------ Listed entries ------

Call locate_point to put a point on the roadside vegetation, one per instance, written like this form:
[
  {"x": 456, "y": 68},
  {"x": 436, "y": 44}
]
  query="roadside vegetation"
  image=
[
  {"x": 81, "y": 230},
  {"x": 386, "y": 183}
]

------

Task goal.
Please reproduce all the rows above, requests included, scaling each coordinate in the answers by 1.55 and rounding it to a whole number, with halves going up. Leave every number in the requests as it is.

Exercise solution.
Call locate_point to put a point on the roadside vegetation, one per instance, written like this form:
[
  {"x": 456, "y": 68},
  {"x": 436, "y": 44}
]
  query="roadside vegetation"
  image=
[
  {"x": 126, "y": 357},
  {"x": 598, "y": 284}
]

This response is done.